## TEXT SEGMENT
HELENA — Set up for the annual Festival of Trees is in full swing. Dozens were working hard to get their trees ready for the event which begins Wednesday, November 29.
Intermountain’s 36th annual Festival of Trees runs From November 29 through December 3. The Helena Civic Center Ballroom will host various tree-themed events. Events will feature live music, an auction, craft-making, cookie decorating, and more.
Christy McCauley has been decorating trees with her family for this event for about 10 years. In an attempt to one-up themselves from the year before, every year they pick a theme and go in with an intention of what kind of award they may want to win. This year, they worked with an Alice in Wonderland theme in hopes of attaining the Children’s Choice award.
“We decided this year was going to be our best. We say that every year. But, I mean, and so, you know, we just try to surpass last year’s success,” says McCauley.
McCauley also has a personal connection to this event. Her grandfather actually lived at the Montana Deaconess School before it was Intermountain. She says that participating in this event is a great way to honor him.

## PROBLEM REQUIREMENTS
Please reproduce the Festival of Trees article word for word, starting at the words "Christy McCauley has" and stopping after "to honor him.". Work from the Festival of Trees article alone, with no outside knowledge.

## DATA SHOWN

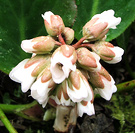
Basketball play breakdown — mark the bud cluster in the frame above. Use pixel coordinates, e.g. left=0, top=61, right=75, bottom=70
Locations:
left=9, top=10, right=124, bottom=132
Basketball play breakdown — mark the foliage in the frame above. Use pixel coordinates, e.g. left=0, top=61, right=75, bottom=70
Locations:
left=0, top=0, right=135, bottom=73
left=107, top=92, right=135, bottom=133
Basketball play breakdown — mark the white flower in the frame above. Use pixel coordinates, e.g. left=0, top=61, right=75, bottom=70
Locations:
left=21, top=36, right=55, bottom=54
left=9, top=59, right=39, bottom=92
left=67, top=70, right=93, bottom=102
left=50, top=46, right=76, bottom=84
left=41, top=11, right=54, bottom=24
left=105, top=46, right=124, bottom=64
left=30, top=77, right=52, bottom=107
left=94, top=76, right=117, bottom=100
left=92, top=10, right=121, bottom=29
left=77, top=101, right=95, bottom=117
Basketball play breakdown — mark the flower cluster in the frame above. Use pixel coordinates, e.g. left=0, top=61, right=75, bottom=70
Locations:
left=9, top=10, right=124, bottom=132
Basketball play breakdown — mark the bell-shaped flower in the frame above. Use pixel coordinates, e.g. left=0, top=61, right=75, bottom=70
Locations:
left=50, top=45, right=77, bottom=84
left=83, top=10, right=121, bottom=41
left=77, top=48, right=101, bottom=71
left=53, top=105, right=77, bottom=133
left=9, top=55, right=50, bottom=92
left=89, top=67, right=117, bottom=100
left=42, top=11, right=65, bottom=36
left=67, top=69, right=94, bottom=102
left=30, top=65, right=55, bottom=107
left=21, top=36, right=56, bottom=54
left=77, top=101, right=95, bottom=117
left=91, top=41, right=124, bottom=64
left=50, top=80, right=72, bottom=106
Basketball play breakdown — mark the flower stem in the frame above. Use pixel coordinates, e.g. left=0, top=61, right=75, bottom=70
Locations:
left=117, top=80, right=135, bottom=92
left=73, top=36, right=87, bottom=48
left=0, top=108, right=17, bottom=133
left=58, top=33, right=66, bottom=45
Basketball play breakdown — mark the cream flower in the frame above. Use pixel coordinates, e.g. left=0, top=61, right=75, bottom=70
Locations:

## REPLY TO THE EXERCISE
Christy McCauley has been decorating trees with her family for this event for about 10 years. In an attempt to one-up themselves from the year before, every year they pick a theme and go in with an intention of what kind of award they may want to win. This year, they worked with an Alice in Wonderland theme in hopes of attaining the Children’s Choice award.
“We decided this year was going to be our best. We say that every year. But, I mean, and so, you know, we just try to surpass last year’s success,” says McCauley.
McCauley also has a personal connection to this event. Her grandfather actually lived at the Montana Deaconess School before it was Intermountain. She says that participating in this event is a great way to honor him.